▶ _PROVIDED DATA_
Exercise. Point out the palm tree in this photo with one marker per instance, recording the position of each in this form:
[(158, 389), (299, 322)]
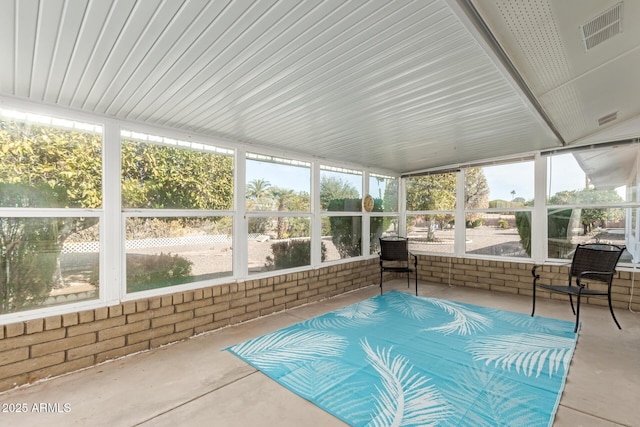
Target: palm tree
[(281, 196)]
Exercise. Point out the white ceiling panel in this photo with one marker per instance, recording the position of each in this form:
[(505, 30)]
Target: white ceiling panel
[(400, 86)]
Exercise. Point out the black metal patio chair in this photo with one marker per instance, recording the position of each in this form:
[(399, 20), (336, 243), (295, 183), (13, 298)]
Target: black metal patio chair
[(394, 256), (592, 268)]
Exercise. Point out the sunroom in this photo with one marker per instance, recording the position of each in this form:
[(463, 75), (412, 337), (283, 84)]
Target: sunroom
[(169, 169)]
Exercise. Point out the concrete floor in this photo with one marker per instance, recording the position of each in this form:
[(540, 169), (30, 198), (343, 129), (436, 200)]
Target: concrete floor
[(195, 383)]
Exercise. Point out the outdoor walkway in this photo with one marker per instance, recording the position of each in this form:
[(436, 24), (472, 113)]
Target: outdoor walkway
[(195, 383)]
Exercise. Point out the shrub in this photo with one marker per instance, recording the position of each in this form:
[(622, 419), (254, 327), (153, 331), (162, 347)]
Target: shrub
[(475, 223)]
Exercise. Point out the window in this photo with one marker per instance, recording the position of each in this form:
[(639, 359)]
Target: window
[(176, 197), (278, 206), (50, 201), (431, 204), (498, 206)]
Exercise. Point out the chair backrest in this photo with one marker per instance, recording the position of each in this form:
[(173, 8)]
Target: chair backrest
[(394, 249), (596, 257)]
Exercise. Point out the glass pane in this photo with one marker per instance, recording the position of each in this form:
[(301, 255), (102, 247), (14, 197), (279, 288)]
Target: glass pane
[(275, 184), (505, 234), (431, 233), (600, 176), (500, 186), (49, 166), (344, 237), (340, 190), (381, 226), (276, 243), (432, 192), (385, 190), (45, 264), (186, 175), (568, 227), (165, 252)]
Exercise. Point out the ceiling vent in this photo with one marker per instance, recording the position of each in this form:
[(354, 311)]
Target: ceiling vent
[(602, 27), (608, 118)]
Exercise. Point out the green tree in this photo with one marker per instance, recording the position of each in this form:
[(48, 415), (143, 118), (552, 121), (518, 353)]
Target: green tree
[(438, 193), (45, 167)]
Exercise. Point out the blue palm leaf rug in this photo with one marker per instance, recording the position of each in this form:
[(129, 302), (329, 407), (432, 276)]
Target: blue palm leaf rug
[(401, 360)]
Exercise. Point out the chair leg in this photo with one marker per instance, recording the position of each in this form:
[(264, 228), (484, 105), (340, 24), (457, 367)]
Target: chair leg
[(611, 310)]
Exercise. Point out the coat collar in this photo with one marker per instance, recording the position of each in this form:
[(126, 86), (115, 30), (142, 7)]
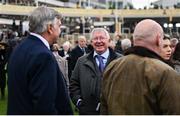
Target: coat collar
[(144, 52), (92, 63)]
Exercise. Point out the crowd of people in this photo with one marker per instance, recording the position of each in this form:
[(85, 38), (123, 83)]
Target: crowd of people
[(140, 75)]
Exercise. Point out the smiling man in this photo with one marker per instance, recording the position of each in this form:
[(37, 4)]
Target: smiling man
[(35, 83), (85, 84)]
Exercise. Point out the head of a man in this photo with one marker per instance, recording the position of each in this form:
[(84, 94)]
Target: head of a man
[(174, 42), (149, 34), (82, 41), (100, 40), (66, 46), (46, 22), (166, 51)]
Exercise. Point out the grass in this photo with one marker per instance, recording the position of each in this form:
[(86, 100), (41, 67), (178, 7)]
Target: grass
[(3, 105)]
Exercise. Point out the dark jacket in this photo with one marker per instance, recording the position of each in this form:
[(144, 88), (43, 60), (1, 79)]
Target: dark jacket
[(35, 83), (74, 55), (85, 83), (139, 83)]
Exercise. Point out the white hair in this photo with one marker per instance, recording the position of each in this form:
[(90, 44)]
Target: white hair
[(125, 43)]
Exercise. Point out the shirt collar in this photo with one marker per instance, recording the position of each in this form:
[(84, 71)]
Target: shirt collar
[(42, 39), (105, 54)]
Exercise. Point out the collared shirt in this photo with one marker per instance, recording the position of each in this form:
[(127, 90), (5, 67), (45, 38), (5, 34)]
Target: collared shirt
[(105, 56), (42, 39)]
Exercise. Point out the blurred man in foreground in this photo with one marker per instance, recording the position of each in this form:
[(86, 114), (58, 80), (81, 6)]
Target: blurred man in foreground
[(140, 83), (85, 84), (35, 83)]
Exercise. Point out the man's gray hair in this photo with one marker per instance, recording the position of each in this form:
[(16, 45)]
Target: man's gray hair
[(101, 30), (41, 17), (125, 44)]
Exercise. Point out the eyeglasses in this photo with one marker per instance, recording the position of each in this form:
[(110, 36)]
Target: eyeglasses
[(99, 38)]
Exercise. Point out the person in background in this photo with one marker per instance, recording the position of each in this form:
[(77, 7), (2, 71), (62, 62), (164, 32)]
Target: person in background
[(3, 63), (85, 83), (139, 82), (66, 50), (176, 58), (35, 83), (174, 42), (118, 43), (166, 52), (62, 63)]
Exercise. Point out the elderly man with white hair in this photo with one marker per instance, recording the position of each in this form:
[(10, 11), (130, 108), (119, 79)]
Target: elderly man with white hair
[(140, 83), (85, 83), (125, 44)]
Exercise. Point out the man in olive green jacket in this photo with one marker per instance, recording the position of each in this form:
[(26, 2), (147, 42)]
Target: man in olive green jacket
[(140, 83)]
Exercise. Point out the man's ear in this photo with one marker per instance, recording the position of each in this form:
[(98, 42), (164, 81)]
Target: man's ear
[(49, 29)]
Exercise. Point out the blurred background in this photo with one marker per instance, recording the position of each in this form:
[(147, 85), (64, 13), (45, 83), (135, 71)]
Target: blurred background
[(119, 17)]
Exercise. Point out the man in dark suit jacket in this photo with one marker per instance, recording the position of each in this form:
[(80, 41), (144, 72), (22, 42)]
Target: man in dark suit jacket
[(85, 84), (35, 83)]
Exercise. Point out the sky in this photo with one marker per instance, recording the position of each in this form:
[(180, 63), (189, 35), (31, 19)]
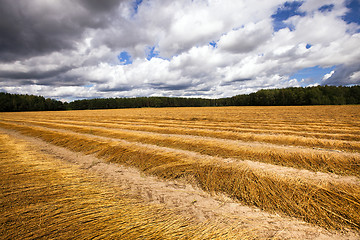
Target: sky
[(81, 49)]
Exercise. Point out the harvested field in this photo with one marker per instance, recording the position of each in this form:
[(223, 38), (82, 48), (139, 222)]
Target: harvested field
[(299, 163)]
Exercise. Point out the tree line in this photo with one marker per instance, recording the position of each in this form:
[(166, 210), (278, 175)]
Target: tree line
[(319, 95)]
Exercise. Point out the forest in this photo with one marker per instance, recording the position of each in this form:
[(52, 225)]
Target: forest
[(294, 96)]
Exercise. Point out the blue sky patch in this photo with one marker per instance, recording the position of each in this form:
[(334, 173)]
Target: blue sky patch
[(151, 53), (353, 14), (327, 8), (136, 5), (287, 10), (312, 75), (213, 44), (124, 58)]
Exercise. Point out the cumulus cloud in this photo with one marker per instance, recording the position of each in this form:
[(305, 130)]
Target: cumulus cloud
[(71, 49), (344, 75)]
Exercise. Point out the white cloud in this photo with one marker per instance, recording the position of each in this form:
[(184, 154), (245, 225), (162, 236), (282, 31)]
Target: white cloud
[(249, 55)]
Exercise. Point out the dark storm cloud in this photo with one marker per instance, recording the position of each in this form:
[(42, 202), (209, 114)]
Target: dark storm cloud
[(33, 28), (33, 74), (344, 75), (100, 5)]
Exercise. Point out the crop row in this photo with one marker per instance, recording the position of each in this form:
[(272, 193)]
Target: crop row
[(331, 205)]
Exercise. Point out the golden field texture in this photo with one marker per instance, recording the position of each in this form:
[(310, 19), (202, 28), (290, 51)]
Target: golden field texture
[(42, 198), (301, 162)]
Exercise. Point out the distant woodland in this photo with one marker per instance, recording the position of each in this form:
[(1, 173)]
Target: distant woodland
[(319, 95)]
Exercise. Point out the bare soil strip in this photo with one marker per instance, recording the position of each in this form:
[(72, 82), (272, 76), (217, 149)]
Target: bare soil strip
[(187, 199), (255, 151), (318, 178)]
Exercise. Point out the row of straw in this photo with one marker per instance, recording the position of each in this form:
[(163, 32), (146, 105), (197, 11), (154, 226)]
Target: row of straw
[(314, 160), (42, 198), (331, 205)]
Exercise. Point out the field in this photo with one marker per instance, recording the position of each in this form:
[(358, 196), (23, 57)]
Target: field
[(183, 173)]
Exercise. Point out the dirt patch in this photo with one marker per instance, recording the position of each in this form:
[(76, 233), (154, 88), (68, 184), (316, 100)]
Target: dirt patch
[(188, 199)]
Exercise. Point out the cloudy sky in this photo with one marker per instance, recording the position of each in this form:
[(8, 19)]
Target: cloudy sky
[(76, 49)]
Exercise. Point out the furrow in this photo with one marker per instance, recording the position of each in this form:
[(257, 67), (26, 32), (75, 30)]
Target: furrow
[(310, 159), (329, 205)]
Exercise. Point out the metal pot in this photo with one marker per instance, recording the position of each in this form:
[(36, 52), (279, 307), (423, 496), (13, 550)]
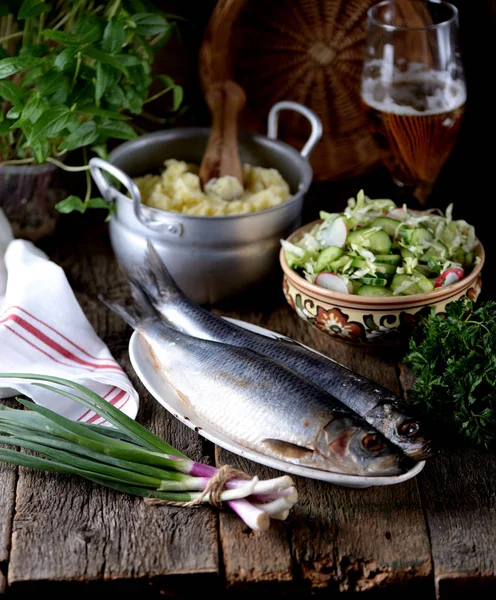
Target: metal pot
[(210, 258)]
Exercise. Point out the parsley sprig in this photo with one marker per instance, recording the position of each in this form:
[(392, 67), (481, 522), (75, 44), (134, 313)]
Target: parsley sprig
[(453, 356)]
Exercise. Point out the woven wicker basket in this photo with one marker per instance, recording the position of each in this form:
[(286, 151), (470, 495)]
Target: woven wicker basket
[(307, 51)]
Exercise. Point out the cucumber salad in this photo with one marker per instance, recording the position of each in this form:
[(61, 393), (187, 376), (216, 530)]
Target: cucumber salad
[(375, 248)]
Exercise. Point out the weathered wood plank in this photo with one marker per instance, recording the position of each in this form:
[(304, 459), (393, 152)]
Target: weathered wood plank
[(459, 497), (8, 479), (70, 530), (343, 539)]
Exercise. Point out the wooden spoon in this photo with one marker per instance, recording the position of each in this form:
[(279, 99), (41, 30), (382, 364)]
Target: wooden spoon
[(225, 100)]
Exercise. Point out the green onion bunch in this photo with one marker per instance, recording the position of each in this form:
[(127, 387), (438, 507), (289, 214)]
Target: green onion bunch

▶ _PROBLEM STATEMENT_
Recast the stretch from the line containing "Exercise. Point out the concrete" through the line containing "[(602, 27), (608, 118)]" as a Markdown table with the columns No. and Line, giving each line its own number and leaving out any blank lines.

▶ _WRITTEN SOLUTION_
| No. | Line |
|---|---|
| 1 | Exercise. Point out the concrete floor in this photo with one marker per instance, recording the position of each in this form: |
| 2 | [(540, 169), (30, 198), (343, 129), (436, 200)] |
| 3 | Target: concrete floor |
| 4 | [(195, 383)] |
| 5 | Exercise. Point out the outdoor walkway in this photo with one marker per instance, recording the position of each in this form: |
| 6 | [(436, 24), (472, 113)] |
| 7 | Target: outdoor walkway |
| 8 | [(195, 383)] |
| 9 | Exercise. Point out the shrub in this photo with one marker per instance, recording the position of each in this form: |
| 10 | [(622, 419), (254, 327), (153, 331), (162, 347)] |
| 11 | Target: shrub |
| 12 | [(475, 223)] |
| 13 | Exercise. Point out the window in this photo with one marker per instance, recording the position of each in this form: |
| 14 | [(639, 359)] |
| 15 | Target: window |
| 16 | [(176, 197), (278, 206), (50, 201), (431, 204), (498, 206)] |
| 17 | Exercise. Point out the chair backrest in this photo with one marker per instance, recording the position of each in this form: |
| 18 | [(173, 8)] |
| 19 | Target: chair backrest |
| 20 | [(394, 249), (596, 257)] |
| 21 | Exercise. Point out the glass pane in this photo with one marker per instance, recording the position of each in this form: |
| 22 | [(301, 255), (102, 247), (14, 197), (279, 288)] |
| 23 | Target: glass pane |
| 24 | [(275, 184), (505, 234), (431, 233), (600, 176), (500, 186), (49, 166), (344, 237), (340, 190), (381, 226), (276, 243), (432, 192), (385, 190), (45, 264), (186, 175), (568, 227), (165, 252)] |
| 25 | Exercise. Point out the ceiling vent in this photo with one marker per instance, recording the position of each in this form: |
| 26 | [(354, 311)] |
| 27 | Target: ceiling vent |
| 28 | [(602, 27), (608, 118)] |